- _Assigned task_:
Could you retype the whole listing word for word and drop the images?

- _Information shown_:
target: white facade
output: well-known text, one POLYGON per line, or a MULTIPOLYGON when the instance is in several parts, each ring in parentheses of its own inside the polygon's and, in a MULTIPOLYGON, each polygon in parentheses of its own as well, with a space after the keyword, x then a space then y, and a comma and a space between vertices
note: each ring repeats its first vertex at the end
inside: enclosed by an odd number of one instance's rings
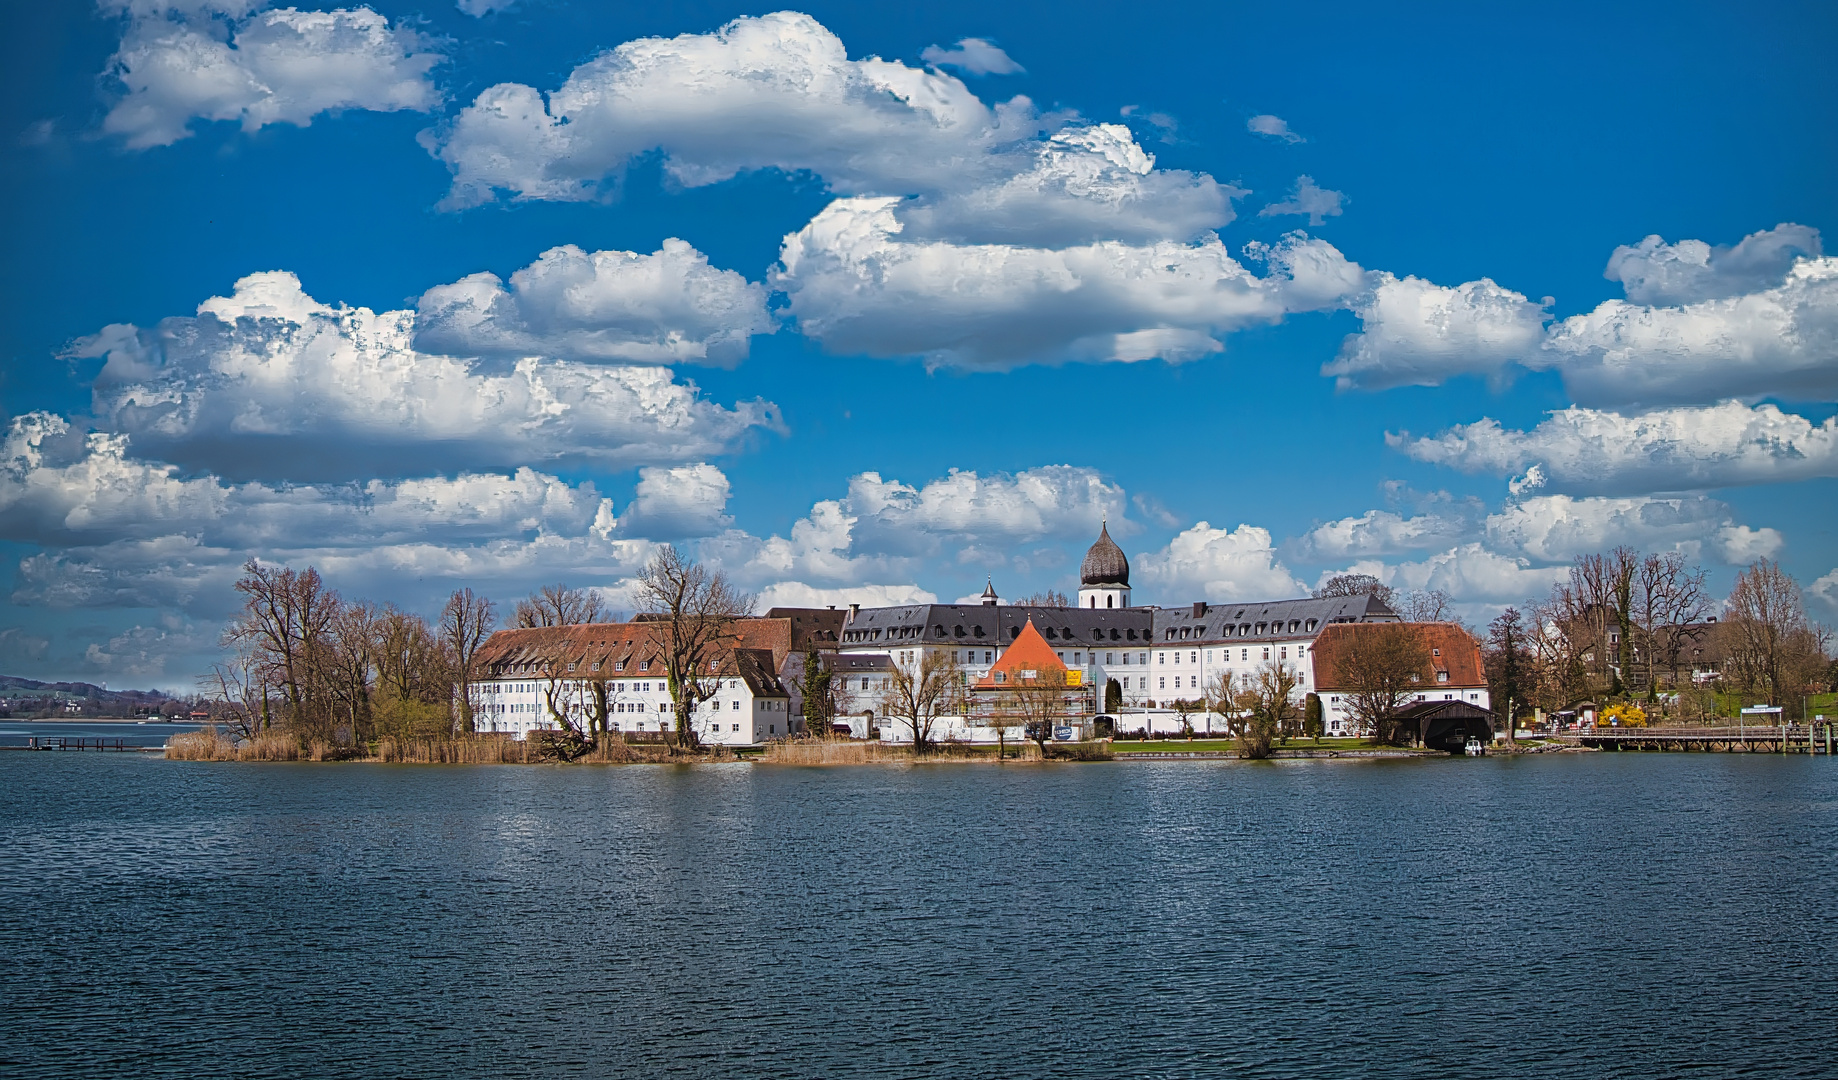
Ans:
MULTIPOLYGON (((1419 701, 1465 701, 1482 709, 1493 708, 1485 686, 1455 686, 1435 688, 1411 695, 1404 702, 1405 707, 1419 701)), ((1348 695, 1332 691, 1321 695, 1321 719, 1329 735, 1353 735, 1358 733, 1358 721, 1354 719, 1353 708, 1348 695)))
POLYGON ((1126 608, 1130 606, 1128 585, 1084 585, 1079 588, 1082 608, 1126 608))
MULTIPOLYGON (((615 732, 669 731, 676 716, 669 683, 661 677, 609 679, 607 723, 615 732)), ((485 733, 523 739, 532 731, 557 730, 549 714, 549 683, 544 679, 503 678, 473 684, 473 722, 485 733)), ((578 725, 591 714, 588 683, 564 680, 556 688, 561 707, 578 725)), ((721 689, 697 706, 696 736, 703 742, 747 745, 783 738, 791 730, 789 699, 755 694, 744 678, 724 678, 721 689)))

- _Result of the exercise_:
target: white facade
output: well-known text, one POLYGON per line, or a MULTIPOLYGON when the instance is in several parts, each ring in parentheses of its own inside the polygon's and, in a MULTIPOLYGON, each polygon in parentheses of its own as well, with a space after the keyword, x then a space then y, and a comma and a space between vertices
note: each ring repeats its first vertex at the end
inside: enclosed by an odd number of one instance's rings
Ans:
MULTIPOLYGON (((1419 701, 1465 701, 1482 709, 1493 708, 1485 686, 1455 686, 1435 688, 1411 695, 1404 702, 1405 707, 1419 701)), ((1348 695, 1332 691, 1321 695, 1321 719, 1329 735, 1353 735, 1358 733, 1358 721, 1354 719, 1353 708, 1348 695)))
POLYGON ((1126 608, 1130 606, 1128 585, 1084 585, 1079 588, 1082 608, 1126 608))
MULTIPOLYGON (((615 732, 669 731, 676 716, 669 683, 661 677, 609 679, 607 723, 615 732)), ((485 733, 523 739, 532 731, 557 730, 549 714, 549 683, 544 679, 503 678, 473 684, 473 722, 485 733)), ((578 725, 591 714, 588 683, 564 680, 556 688, 561 707, 578 725)), ((721 689, 697 706, 696 736, 703 742, 747 745, 783 738, 791 730, 789 699, 755 694, 744 678, 724 678, 721 689)))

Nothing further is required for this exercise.